Ein Grund für den stockenden Ausbau: Eine Fahrradroute führt in der Regel abwechselnd durch privaten und öffentlichen Wald. Alle Eigentümer müssen einem solchen Weg zustimmen. Privatwaldbesitzer lehnen oft ab. Die Motive dafür hat die Forstliche Versuchs- und Forschungsanstalt Freiburg bei 15 Waldeigentümern im Schwarzwald abgefragt. „Das Mountainbike-Projekt ist für viele Besitzer einer von vielen Tropfen, die das Fass zum Überlaufen bringen“, so ein Fazit. Viele Landwirte fühlten sich generell oft mit Bürokratie überzogen und ungerecht behandelt.
Das bestätigt Jerg Hilt von der Landesforstkammer. Sie vertritt die Interessen der privaten und kommunalen Waldbesitzer. Sie hätten erheblichen Aufwand mit Wegen durch ihre Wälder. Bei Forstarbeiten müsse aufwendig abgesperrt werden, um Wanderer nicht zu gefährden. „Das ist bei Radwegen noch schwieriger, weil die Fahrer viel schneller sind als Fußgänger. Es muss ganz klar sein, welche Wege Radler nutzen, um auch ausreichend abzusperren. Deswegen macht die Zwei-Meter-Regel absolut Sinn“, sagt Hilt.
Knifflig ist darüber hinaus die Frage der Haftung. Ein Besitzer muss zwar nicht zahlen, wenn ein Besucher durch „waldtypische Gefahren“zu Schaden kommt – etwa einen herabfallenden Ast. Doch verunglückt ein Radler auf einem ausgewiesenen Weg, weil er in eine unzureichend abgesperrte Fällaktion des Waldbesitzers gerät, sieht die Sache anders aus. Oft übernehmen daher Gemeinden das komplette Haftungsrisiko für Radwege. Gemeinsam mit Vereinen sorgen sie meist auch für Unterhalt und Instandsetzung der Routen, ebenso bei Wanderwegen.

• _AUFGABENSTELLUNG_
Setzen Sie den Text über Radwege im Wald im Anschluss an seinen letzten Satz fort. Die Auflistung steht in keinem Zusammenhang mit dem Text über Radwege im Wald.

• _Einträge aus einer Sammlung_

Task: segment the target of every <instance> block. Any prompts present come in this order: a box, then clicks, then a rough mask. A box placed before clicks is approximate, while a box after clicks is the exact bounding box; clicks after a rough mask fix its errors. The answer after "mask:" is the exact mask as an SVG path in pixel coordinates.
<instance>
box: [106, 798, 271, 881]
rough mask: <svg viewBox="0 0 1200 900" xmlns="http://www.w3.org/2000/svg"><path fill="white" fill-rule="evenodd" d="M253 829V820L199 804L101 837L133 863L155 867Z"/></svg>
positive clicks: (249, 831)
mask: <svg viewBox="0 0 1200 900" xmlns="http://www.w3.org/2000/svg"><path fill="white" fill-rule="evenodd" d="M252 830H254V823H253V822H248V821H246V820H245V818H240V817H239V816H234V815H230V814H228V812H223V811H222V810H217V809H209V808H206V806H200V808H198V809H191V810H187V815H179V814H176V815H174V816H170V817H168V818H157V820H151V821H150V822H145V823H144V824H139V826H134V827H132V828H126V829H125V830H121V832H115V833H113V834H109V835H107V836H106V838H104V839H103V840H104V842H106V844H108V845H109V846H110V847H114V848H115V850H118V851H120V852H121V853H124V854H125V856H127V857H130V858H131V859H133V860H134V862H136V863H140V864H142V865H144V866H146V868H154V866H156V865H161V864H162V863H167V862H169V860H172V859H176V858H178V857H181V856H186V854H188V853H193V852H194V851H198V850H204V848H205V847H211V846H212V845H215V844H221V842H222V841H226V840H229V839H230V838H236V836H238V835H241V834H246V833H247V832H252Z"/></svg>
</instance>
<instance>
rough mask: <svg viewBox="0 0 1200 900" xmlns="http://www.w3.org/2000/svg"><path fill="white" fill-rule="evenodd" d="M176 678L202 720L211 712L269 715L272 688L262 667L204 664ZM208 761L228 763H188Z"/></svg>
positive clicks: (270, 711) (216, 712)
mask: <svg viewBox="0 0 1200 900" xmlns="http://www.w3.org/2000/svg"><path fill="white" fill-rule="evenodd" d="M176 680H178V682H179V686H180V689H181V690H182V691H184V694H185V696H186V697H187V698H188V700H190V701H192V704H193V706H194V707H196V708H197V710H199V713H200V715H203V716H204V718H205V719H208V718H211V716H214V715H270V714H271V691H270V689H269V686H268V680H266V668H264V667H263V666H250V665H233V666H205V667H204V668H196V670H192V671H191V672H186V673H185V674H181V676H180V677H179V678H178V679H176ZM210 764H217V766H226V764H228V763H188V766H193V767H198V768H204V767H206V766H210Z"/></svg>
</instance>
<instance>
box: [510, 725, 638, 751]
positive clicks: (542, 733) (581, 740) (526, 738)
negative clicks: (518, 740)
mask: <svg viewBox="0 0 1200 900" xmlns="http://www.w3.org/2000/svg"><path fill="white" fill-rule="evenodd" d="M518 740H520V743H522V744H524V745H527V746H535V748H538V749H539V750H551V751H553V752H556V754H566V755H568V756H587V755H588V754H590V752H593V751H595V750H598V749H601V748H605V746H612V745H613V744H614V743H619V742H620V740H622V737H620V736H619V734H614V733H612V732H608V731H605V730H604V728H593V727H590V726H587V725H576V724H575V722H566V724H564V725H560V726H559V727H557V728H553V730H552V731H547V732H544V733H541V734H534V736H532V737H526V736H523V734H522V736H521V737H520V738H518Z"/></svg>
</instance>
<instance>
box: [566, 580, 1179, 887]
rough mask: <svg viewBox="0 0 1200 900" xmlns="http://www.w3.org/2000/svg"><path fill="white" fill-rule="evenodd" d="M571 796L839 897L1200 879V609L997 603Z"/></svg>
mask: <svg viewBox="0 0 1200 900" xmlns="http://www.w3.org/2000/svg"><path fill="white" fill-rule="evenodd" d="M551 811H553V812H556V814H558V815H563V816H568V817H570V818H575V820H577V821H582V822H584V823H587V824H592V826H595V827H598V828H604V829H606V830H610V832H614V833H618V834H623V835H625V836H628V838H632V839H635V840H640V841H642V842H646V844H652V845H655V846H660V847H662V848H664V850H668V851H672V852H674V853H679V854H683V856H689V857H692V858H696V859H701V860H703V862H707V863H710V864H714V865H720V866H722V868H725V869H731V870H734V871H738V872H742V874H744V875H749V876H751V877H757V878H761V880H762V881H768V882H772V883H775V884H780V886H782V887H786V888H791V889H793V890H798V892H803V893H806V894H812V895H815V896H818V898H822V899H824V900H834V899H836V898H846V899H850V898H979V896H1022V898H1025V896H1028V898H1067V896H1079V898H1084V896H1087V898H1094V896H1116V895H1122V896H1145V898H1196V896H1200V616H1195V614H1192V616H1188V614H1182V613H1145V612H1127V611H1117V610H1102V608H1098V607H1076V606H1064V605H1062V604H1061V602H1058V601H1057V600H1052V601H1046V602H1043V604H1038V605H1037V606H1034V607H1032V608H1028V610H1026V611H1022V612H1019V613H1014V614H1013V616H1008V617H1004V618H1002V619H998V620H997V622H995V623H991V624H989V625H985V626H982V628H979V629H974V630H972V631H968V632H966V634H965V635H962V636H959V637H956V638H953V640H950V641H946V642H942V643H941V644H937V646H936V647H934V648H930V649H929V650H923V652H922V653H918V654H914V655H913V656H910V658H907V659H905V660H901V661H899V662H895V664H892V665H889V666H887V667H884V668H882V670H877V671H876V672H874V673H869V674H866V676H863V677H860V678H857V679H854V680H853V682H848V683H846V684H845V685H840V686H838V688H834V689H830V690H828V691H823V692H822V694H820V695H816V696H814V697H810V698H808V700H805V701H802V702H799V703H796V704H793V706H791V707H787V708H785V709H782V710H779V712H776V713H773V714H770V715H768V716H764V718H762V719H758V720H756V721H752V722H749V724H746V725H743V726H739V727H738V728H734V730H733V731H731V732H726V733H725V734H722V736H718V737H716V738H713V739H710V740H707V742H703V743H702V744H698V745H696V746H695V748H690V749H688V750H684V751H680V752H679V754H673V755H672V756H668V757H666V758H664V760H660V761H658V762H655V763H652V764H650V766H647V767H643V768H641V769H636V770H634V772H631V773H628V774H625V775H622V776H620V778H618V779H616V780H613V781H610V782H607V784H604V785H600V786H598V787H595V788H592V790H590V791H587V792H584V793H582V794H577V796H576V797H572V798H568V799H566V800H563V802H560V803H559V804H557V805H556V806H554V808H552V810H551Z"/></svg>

• _LÖSUNG_
CDU-Forstexperte Patrick Rapp schlägt vor, Waldbesitzern Geld zu zahlen, wenn sie Mountainbike-Routen akzeptieren. „Es ist nur recht und billig, wenn wir Waldbesitzern den Mehraufwand ersetzen, den sie durch Mountainbike-Wege haben“. Die Eigentümer leisteten viel für Erholungssuchende, Artenvielfalt und Naturschutz.
Auch der Grüne Reinhold Pix ist für ein solches Modell: „Es gibt ein immer stärker werdendes Bedürfnis nach Erholung und Sport in der Natur. Aber wir müssen die Waldeigentümer mitnehmen und ihnen Anreize bieten. Es wäre viel teurer, würden wir Waldbesitzer vollumfänglich für jeden Weg entschädigen, den wir durch ihren Besitz führen wollen“.
Touristiker bleiben skeptisch
Doch weder Mountainbiker noch Touristiker sind damit zufrieden. „Waldbesitzer bekommen schon heute sehr viel Fördergeld des Landes. Ihnen nun auch noch Extramittel für Mountainbike-Trails zu geben, halte ich für falsch. Morgen fließt dann auch noch Geld für Premiumwanderwege, übermorgen für das Ausführen von Hunden“, so Heiko Mittelstädt vom DIMB. Es gebe schließlich ein freies Betretungsrecht für alle Wälder.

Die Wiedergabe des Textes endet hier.